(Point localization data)
[Start of section]

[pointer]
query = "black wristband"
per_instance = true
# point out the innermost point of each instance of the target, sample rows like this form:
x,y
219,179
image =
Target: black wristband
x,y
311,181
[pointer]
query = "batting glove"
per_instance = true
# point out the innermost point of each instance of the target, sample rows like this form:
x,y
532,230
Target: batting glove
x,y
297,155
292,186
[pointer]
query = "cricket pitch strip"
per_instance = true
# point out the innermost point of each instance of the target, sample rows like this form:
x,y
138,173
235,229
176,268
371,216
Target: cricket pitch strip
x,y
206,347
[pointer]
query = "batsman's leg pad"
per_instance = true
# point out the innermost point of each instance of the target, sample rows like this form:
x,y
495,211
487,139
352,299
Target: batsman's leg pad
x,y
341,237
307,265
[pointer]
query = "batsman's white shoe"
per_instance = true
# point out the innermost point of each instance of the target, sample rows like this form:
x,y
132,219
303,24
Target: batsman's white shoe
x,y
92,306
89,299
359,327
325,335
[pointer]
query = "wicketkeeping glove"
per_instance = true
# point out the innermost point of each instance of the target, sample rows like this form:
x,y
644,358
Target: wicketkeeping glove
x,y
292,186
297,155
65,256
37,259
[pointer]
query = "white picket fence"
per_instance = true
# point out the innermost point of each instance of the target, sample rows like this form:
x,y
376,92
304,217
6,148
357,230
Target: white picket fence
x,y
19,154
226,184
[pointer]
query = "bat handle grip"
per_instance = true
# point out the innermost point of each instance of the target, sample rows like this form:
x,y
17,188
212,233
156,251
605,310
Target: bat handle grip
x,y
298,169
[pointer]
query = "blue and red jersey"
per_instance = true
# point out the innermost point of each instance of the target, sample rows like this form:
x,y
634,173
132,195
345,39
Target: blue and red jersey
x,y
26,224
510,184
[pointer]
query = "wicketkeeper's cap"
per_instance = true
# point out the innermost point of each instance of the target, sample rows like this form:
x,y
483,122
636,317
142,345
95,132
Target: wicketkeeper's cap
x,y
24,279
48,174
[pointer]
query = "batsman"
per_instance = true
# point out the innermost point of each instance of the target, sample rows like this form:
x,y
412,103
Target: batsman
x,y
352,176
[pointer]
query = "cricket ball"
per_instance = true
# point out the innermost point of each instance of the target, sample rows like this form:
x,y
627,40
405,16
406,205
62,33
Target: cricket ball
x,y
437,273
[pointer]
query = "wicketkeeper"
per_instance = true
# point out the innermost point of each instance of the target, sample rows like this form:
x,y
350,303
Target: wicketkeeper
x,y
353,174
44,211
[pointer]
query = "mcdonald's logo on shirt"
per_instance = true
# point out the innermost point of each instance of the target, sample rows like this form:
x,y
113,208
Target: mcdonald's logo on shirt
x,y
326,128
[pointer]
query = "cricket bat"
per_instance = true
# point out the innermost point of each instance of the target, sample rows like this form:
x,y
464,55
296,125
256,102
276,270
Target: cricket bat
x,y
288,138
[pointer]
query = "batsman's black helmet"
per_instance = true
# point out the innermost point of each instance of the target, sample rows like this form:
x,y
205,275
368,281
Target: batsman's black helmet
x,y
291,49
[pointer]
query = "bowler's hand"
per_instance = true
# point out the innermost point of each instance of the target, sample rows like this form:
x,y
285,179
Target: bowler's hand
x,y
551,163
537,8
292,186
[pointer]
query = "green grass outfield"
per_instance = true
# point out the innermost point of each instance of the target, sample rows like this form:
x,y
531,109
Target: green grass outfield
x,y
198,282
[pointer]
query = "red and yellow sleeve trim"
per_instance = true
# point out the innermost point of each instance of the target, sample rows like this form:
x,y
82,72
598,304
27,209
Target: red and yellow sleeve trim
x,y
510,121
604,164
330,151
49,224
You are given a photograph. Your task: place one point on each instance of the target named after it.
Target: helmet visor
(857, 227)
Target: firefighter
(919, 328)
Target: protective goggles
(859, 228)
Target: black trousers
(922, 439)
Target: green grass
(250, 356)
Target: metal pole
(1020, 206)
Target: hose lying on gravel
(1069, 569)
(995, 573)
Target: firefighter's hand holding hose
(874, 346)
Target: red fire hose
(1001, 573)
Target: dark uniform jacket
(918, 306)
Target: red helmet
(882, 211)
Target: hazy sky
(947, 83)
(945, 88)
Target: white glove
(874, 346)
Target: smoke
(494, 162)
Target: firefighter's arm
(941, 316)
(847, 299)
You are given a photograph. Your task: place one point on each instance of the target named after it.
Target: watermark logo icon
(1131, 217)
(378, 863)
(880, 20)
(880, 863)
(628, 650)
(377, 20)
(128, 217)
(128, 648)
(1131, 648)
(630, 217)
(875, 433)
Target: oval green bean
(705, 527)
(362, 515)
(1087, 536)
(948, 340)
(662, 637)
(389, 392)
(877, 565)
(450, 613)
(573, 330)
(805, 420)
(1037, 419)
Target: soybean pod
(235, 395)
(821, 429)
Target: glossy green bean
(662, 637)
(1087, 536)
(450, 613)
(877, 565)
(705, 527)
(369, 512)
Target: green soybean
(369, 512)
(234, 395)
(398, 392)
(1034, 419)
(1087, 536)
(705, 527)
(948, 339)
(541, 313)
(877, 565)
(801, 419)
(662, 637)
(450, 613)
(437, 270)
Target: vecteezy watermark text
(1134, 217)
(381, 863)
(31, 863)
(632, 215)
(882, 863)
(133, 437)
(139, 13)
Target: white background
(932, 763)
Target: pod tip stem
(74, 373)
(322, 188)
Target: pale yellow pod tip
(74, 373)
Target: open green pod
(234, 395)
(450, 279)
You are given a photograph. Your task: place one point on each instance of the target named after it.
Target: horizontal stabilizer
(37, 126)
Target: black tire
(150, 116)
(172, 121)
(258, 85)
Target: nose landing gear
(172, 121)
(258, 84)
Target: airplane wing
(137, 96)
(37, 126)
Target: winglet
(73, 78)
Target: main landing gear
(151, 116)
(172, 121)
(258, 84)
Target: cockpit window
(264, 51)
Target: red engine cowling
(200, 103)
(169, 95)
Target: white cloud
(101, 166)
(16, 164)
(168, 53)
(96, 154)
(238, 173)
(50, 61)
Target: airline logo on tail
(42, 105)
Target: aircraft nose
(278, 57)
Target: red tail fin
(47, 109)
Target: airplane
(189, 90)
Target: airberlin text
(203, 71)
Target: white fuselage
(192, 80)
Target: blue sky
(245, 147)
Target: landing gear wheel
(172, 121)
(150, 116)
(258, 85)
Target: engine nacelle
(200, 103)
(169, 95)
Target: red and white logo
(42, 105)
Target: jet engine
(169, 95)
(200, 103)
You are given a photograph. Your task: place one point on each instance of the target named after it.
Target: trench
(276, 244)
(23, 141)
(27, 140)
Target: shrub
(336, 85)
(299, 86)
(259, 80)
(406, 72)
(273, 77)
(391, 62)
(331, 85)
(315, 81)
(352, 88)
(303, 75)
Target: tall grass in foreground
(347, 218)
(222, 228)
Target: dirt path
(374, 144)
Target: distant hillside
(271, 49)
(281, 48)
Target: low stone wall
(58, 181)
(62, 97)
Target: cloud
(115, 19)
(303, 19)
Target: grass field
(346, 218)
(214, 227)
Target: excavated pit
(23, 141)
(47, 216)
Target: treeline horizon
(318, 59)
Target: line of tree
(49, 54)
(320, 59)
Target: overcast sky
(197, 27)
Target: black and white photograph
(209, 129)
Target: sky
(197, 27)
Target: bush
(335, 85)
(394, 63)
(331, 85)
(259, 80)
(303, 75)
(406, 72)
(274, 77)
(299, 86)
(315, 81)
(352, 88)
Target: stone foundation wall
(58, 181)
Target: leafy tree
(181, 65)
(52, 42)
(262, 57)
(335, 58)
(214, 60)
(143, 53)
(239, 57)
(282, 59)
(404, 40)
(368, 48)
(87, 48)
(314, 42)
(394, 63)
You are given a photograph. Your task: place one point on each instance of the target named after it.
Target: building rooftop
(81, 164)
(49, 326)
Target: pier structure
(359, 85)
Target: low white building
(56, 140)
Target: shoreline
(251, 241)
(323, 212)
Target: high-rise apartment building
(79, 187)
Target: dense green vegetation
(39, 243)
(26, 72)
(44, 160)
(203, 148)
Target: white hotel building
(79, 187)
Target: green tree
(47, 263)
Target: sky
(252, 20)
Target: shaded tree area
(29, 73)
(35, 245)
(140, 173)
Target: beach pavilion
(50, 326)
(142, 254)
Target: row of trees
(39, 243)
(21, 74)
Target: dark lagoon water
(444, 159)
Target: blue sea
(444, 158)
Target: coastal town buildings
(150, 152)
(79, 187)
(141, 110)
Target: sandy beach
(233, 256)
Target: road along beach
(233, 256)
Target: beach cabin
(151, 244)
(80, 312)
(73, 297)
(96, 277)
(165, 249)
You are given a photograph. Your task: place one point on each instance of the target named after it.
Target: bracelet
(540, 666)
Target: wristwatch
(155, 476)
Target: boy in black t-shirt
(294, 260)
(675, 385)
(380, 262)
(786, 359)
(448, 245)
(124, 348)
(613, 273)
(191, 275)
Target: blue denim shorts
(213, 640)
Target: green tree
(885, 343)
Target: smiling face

[End of section]

> WHAT THE EXERCISE ASKS:
An exact copy of the lines from the one containing "Target: coastal town buildings" through the end of the entries is required, and nothing beyond them.

> EXERCISE ANSWER:
Target: coastal town buildings
(150, 152)
(79, 187)
(141, 110)
Target: sandy beach
(233, 256)
Target: road along beach
(233, 256)
Target: beach cabin
(151, 244)
(80, 312)
(73, 297)
(96, 277)
(165, 249)
You are given a photograph. Your task: place one point on each instance of the target named after it.
Target: bracelet
(540, 666)
Target: wristwatch
(155, 476)
Target: boy in black t-shirt
(294, 260)
(675, 385)
(380, 262)
(786, 359)
(448, 245)
(124, 348)
(613, 273)
(191, 275)
Target: blue denim shorts
(213, 640)
Target: green tree
(885, 343)
Target: smiling face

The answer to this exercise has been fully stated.